Retype all of the data. Every line must match exactly.

═══ Records for this task ═══

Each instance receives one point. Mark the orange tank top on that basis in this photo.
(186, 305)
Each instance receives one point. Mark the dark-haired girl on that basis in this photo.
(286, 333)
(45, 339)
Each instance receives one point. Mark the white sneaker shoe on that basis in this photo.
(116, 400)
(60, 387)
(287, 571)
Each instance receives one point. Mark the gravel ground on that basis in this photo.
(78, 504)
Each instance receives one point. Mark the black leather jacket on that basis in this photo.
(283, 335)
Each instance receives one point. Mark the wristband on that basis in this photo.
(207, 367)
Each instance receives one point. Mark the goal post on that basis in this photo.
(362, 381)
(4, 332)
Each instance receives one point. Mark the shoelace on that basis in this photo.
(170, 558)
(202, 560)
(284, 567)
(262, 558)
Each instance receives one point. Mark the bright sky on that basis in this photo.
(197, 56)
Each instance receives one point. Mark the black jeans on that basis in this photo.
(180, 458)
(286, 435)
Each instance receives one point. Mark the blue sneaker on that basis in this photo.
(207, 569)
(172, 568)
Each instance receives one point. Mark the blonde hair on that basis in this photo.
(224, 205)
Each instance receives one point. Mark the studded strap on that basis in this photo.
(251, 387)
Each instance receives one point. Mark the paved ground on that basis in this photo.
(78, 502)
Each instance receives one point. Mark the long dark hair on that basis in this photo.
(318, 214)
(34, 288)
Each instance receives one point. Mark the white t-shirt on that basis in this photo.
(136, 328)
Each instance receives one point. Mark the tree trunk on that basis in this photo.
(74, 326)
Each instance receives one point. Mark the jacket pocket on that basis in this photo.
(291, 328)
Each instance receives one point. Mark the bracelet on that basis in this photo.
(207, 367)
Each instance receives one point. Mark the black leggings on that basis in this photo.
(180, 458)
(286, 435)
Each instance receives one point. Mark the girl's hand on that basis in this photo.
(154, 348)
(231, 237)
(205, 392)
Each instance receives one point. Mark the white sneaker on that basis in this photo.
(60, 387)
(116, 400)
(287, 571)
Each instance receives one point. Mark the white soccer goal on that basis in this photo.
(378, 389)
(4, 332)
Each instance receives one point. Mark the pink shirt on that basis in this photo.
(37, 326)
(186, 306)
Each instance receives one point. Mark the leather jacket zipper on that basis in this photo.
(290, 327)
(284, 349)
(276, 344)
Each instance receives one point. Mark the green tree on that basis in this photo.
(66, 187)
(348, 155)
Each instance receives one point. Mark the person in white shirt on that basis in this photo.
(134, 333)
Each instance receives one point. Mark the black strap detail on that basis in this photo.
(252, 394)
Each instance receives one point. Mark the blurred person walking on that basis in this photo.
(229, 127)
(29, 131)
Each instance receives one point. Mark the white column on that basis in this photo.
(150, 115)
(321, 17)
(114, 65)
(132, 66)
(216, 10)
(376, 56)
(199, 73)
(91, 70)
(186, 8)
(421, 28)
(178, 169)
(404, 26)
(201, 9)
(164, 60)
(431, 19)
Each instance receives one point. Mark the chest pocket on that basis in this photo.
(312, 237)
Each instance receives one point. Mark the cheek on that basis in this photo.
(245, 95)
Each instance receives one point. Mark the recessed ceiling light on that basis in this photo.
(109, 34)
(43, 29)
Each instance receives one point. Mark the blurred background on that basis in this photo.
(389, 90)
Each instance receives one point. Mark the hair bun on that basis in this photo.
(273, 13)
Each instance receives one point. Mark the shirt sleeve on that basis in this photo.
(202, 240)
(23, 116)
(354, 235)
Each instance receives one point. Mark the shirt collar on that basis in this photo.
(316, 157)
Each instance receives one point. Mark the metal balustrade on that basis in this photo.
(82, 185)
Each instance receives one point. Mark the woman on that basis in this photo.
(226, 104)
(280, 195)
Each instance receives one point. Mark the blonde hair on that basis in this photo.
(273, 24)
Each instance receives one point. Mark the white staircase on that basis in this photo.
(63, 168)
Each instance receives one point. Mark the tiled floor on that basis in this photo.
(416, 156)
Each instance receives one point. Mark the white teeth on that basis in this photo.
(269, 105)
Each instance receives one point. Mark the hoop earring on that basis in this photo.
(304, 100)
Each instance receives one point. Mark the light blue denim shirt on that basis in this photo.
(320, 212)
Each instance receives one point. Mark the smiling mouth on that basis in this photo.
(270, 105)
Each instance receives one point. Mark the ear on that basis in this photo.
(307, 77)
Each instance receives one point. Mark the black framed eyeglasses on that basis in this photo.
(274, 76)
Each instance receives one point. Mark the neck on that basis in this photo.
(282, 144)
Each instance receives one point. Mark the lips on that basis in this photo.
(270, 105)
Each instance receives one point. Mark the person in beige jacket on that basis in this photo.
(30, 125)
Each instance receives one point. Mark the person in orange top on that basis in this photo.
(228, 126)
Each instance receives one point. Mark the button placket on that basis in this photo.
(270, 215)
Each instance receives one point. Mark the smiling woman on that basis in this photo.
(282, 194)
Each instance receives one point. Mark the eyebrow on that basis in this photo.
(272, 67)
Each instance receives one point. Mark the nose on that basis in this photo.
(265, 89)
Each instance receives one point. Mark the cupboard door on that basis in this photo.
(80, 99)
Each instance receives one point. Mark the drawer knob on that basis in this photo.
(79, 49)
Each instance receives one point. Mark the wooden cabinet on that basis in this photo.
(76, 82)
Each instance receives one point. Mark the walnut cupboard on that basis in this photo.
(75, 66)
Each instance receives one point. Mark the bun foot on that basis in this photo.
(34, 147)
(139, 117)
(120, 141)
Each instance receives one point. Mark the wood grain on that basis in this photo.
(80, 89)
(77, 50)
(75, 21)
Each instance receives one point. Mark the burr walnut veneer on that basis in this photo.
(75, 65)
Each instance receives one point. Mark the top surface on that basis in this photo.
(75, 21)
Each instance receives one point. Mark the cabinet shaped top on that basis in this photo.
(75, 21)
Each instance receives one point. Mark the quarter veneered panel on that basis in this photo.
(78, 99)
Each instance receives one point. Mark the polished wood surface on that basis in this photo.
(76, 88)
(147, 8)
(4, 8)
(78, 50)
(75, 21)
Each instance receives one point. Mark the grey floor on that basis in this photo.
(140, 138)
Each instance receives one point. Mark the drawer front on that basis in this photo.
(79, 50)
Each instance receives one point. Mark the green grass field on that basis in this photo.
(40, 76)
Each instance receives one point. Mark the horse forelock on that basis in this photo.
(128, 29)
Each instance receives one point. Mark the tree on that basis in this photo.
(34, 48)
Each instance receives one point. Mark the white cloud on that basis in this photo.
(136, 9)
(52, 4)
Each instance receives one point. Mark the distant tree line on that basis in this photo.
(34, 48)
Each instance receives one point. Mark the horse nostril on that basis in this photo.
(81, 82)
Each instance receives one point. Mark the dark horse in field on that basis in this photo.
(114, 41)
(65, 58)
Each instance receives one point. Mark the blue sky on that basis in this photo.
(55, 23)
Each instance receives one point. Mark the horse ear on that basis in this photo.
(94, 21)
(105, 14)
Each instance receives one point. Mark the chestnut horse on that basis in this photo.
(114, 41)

═══

§ **Task result**:
Each instance receives one point. Mark the orange tank top on that basis in this photo.
(186, 305)
Each instance receives one point. Mark the dark-haired girl on that basis in this photo.
(286, 333)
(45, 339)
Each instance receives one point. Mark the white sneaker shoe on that basis in this photo.
(116, 400)
(60, 387)
(287, 571)
Each instance receives one point. Mark the gravel ground on that basis in this photo.
(78, 504)
Each instance receives one point. Mark the black leather jacket on that basis in this photo.
(283, 335)
Each instance receives one point. Mark the wristband on that basis in this photo.
(207, 367)
Each instance receives one point. Mark the goal post on that basis in this photo.
(362, 381)
(4, 332)
Each instance receives one point. Mark the shoelace on that basis in this photo.
(170, 558)
(202, 560)
(284, 567)
(262, 558)
Each instance receives one point. Mark the bright sky on that basis in this photo.
(197, 56)
Each instance receives one point. Mark the black jeans on that basis in this photo.
(180, 458)
(286, 435)
Each instance receives one point. Mark the blue sneaker on that basis in this photo.
(207, 569)
(172, 568)
Each instance receives one point. Mark the blonde hair on that basis in this photo.
(224, 205)
Each instance receives one point. Mark the studded strap on that basis in this photo.
(251, 387)
Each instance receives one point. Mark the paved ground on that basis in this photo.
(78, 502)
Each instance receives one point. Mark the long dark hair on that basis in this photo.
(318, 214)
(34, 288)
Each instance receives one point. Mark the white t-shirt on that basis in this photo.
(136, 328)
Each instance receives one point. Mark the tree trunk on that basis in this photo.
(74, 326)
Each instance receives one point. Mark the jacket pocket on that basis in this photo.
(291, 328)
Each instance receives one point. Mark the bracelet on that basis in this photo.
(207, 367)
Each instance receives one point. Mark the black leggings on that basis in this photo.
(180, 458)
(286, 435)
Each instance receives one point. Mark the girl's hand on that basis in this photo.
(154, 348)
(231, 237)
(205, 392)
Each instance receives one point. Mark the white sneaker on that basis in this photo.
(60, 387)
(116, 400)
(287, 571)
Each instance receives one point. Mark the white soccer goal on that basis in this photo.
(378, 389)
(4, 332)
Each instance receives one point. Mark the pink shirt on that basis in this photo.
(37, 326)
(186, 306)
Each instance receives one point. Mark the leather jacket zipper on that basis in this photo.
(290, 327)
(284, 349)
(276, 344)
Each instance receives one point. Mark the green tree on that basis in this photo.
(66, 187)
(348, 155)
Each instance receives one point. Mark the person in white shirt on that basis in this photo.
(134, 333)
Each instance receives one point. Mark the black strap detail on that basis in this photo.
(252, 394)
Each instance receives one point. Mark the blurred person walking on that basis in this photo.
(229, 127)
(29, 131)
Each instance receives one point. Mark the white column on that basis in this photo.
(150, 115)
(321, 17)
(114, 65)
(132, 66)
(216, 10)
(376, 56)
(199, 73)
(91, 70)
(186, 8)
(421, 28)
(178, 169)
(404, 26)
(201, 9)
(164, 60)
(431, 19)
Each instance receives one point. Mark the chest pocket on that basis in this photo.
(312, 237)
Each instance receives one point. Mark the cheek on that basis in this photo.
(245, 95)
Each instance receives one point. Mark the recessed ceiling light on that basis in this photo.
(109, 34)
(43, 29)
Each instance receives one point. Mark the blurred background on that basis in this photo.
(389, 90)
Each instance receives one point. Mark the hair bun on that basis in this photo.
(273, 13)
Each instance receives one point. Mark the shirt sleeve on that basis in this photo.
(202, 240)
(23, 116)
(354, 235)
Each instance receives one point. Mark the shirt collar on that basis in this photo.
(316, 157)
Each instance receives one point. Mark the metal balustrade on that basis in this photo.
(82, 185)
Each instance receives one point. Mark the woman on that basis in this photo.
(226, 104)
(280, 195)
Each instance receives one point. Mark the blonde hair on that basis in this photo.
(273, 24)
Each instance receives one point. Mark the white staircase on that basis in this photo.
(63, 168)
Each instance receives one point. Mark the tiled floor on that basis in this photo.
(416, 156)
Each instance receives one point. Mark the white teeth on that basis in this photo.
(269, 105)
Each instance receives one point. Mark the hoop earring on that basis in this photo.
(304, 100)
Each instance receives one point. Mark the light blue denim shirt on that basis in this photo.
(320, 212)
Each instance receives one point. Mark the smiling mouth on that basis in this photo.
(270, 105)
Each instance receives one point. Mark the ear on that basis in this photo.
(307, 77)
Each instance receives one point. Mark the black framed eyeglasses on that basis in this photo.
(274, 76)
Each instance receives one point. Mark the neck on that basis in this photo.
(282, 144)
Each instance receives one point. Mark the lips on that basis in this photo.
(270, 105)
Each instance receives one point. Mark the person in beige jacket on that basis in this photo.
(30, 125)
Each instance receives one point. Mark the person in orange top on that basis in this photo.
(228, 126)
Each instance receives one point. Mark the button placket on that basis in this photo.
(270, 215)
Each instance receives one point. Mark the smiling woman on that basis in this photo.
(282, 194)
Each instance receives one point. Mark the eyebrow on that basis in this photo.
(272, 67)
Each instance receives one point. Mark the nose on that basis in this photo.
(265, 89)
Each instance receives one point. Mark the cupboard door on that basis in this photo.
(80, 99)
Each instance receives one point. Mark the drawer knob on that basis in this photo.
(79, 49)
Each instance receives one point. Mark the wooden cabinet on that basis in this photo.
(76, 82)
Each instance receives one point. Mark the walnut cupboard on that basis in this photo.
(75, 66)
Each instance receives one point. Mark the bun foot on that basis in this photo.
(34, 147)
(139, 117)
(120, 141)
Each instance receives one point. Mark the wood grain on that basis in this photo.
(80, 89)
(77, 50)
(75, 21)
Each instance receives one point. Mark the burr walnut veneer on that basis in this photo.
(75, 65)
Each instance receives one point. Mark the top surface on that basis in this photo.
(75, 21)
Each instance receives one point. Mark the cabinet shaped top on that basis in this photo.
(75, 21)
Each instance receives one point. Mark the quarter veneered panel on that basis in this photo.
(78, 99)
Each instance receives one point. Mark the polished wood surface on that basis in this photo.
(76, 88)
(147, 8)
(4, 8)
(78, 50)
(75, 21)
Each instance receives one point. Mark the grey floor on that basis in this photo.
(140, 138)
Each instance receives one point. Mark the drawer front on that basis in this photo.
(79, 50)
Each instance receives one point. Mark the green grass field on that basis in this photo.
(40, 76)
Each instance receives one point. Mark the horse forelock on that basis in this photo.
(128, 29)
Each instance receives one point. Mark the tree on that basis in this photo.
(34, 48)
Each instance receives one point. Mark the white cloud on that basis in this photo.
(136, 9)
(52, 4)
Each instance receives one point. Mark the distant tree line on that basis in this photo.
(34, 48)
Each instance receives one point. Mark the horse nostril on that basis in this photo.
(81, 82)
Each instance receives one point. Mark the dark horse in field on that basis in this photo.
(114, 41)
(65, 58)
Each instance receives one point. Mark the blue sky on that basis in this photo.
(55, 23)
Each instance receives one point. Mark the horse ear on that basis in this photo.
(94, 21)
(105, 14)
Each instance receives one point. Mark the chestnut horse on that basis in this photo.
(114, 41)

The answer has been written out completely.